As well as being the fourth nation on the moon, after the US, Russia and China, this will be the first moon landing by a private venture not sponsored by a national government.
“After six weeks in space, we have succeeded in overcoming another critical stage by entering the moon’s gravity,” said SpaceIL chief executive Ido Anteby in a media statement.
“We still have a long way until the lunar landing, but I’m convinced our team will complete the mission to land the first Israeli spacecraft on the moon, making us all proud.”
The Israeli probe was launched from Cape Canaveral as a secondary payload aboard a Falcon 9 rocket, one of Elon Musk’s SpaceX commercial launches, on 21 February.
That followed nearly eight years of hard work by Israel Aerospace Industries (IAI) and SpaceIL, an Israeli non-profit organisation funded mostly by philanthropists and involving companies, universities and a very large number of school students.
This was prompted by the 2007 Google Lunar XPRIZE, which offered US$20 million to the first private venture to land a robotic probe on the moon, travel 500 metres and transmit high definition stills and video back to Earth.
Many expressed interest but despite a number of extensions, no-one had booked a launch by the final deadline of 31 March 2018 and the contest was called off.

- - - - - - -

**Request A:**
Copy the passage on the Israeli lunar probe word for word, from "The Israeli probe" to "on 21 February.".
**Request B:**
Write a continuation of the passage about the Israeli moon probe, starting after its last sentence.

**Source data:**
- - - - - - -

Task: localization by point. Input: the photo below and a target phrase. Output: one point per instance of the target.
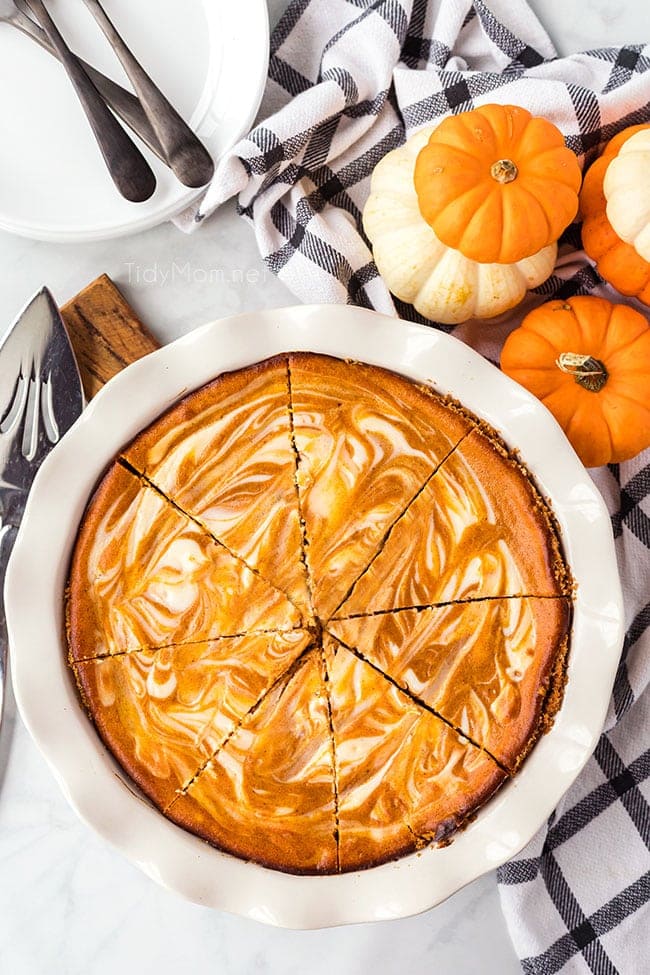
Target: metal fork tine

- - - - - - -

**Exercise answer A:**
The Israeli probe was launched from Cape Canaveral as a secondary payload aboard a Falcon 9 rocket, one of Elon Musk’s SpaceX commercial launches, on 21 February.

**Exercise answer B:**
Israel decided to proceed. Its venture, which has cost around US$100 million, coincides with the 50th anniversary of the first manned landing on the moon.
Although no longer eligible for the main prize, SpaceIL could still bank a US$1 million consolation prize for a successful landing. XPRIZE said that would recognise SpaceIL’s accomplishment.
At 160 kilograms, Beresheet will be the smallest spacecraft to land on the moon, and the cheapest.
Although tested extensively in the IAI facilities used to prove Israel’s satellites, Beresheet won’t have a long service life as it has no redundant systems.
After landing, Beresheet will measure and transmit data on the moon’s magnetic field for two or three days, when it’s expected the sun’s heat will destroy elements of the communications system and the mission will end.